[Extracted records]
========================================

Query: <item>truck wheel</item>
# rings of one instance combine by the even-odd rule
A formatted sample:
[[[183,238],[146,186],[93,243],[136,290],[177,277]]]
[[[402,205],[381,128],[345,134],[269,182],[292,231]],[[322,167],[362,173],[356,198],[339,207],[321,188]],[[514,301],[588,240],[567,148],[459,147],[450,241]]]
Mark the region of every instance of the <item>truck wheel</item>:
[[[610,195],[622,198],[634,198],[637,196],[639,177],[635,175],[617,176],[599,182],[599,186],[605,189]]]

========================================

- Exercise requirements
For each line shown above, write an exact copy.

- Exercise result
Query: <item>truck wheel</item>
# rings of one instance combine by the even-odd rule
A formatted sample:
[[[183,238],[146,186],[93,243],[136,290],[177,277]]]
[[[402,205],[381,128],[345,134],[269,182],[292,231]],[[322,167],[362,173],[356,198],[339,207],[321,188]],[[514,301],[588,240],[567,148],[459,147],[450,241]]]
Mark the region of every instance of the <item>truck wheel</item>:
[[[610,195],[622,198],[634,198],[637,196],[639,177],[635,175],[617,176],[599,182],[599,186],[605,189]]]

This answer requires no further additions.